Whenever a picture appears, leave it out while repeating all the other data exactly.

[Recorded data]
--------------------------------------------------

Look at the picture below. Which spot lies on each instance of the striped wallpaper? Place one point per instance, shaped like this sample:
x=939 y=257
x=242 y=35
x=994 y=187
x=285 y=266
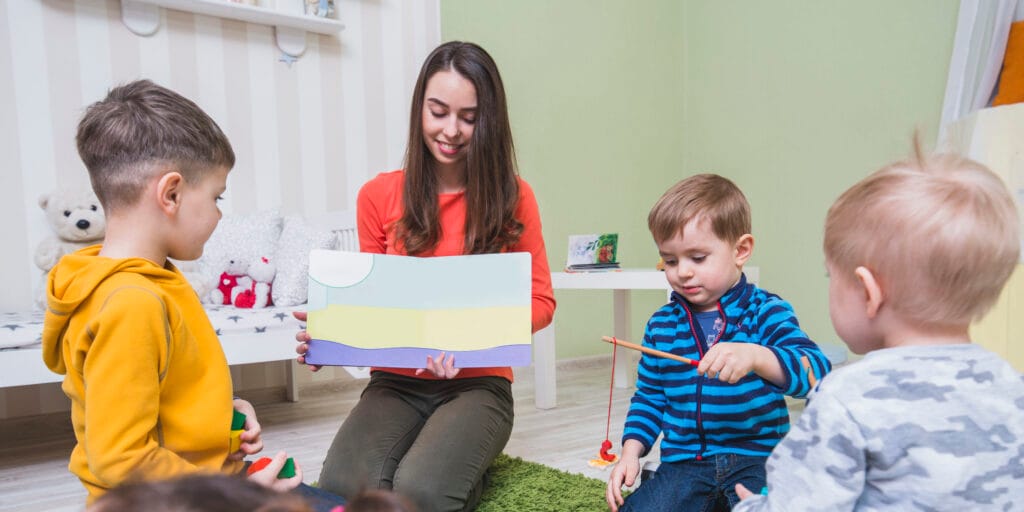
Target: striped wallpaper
x=306 y=134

--------------------------------------------------

> [Answer section]:
Look at the picture below. Which spot lies on each instance of the striped wallpaper? Place one point per instance, shaped like this sample:
x=939 y=257
x=242 y=35
x=994 y=187
x=285 y=266
Target: striped wallpaper
x=306 y=134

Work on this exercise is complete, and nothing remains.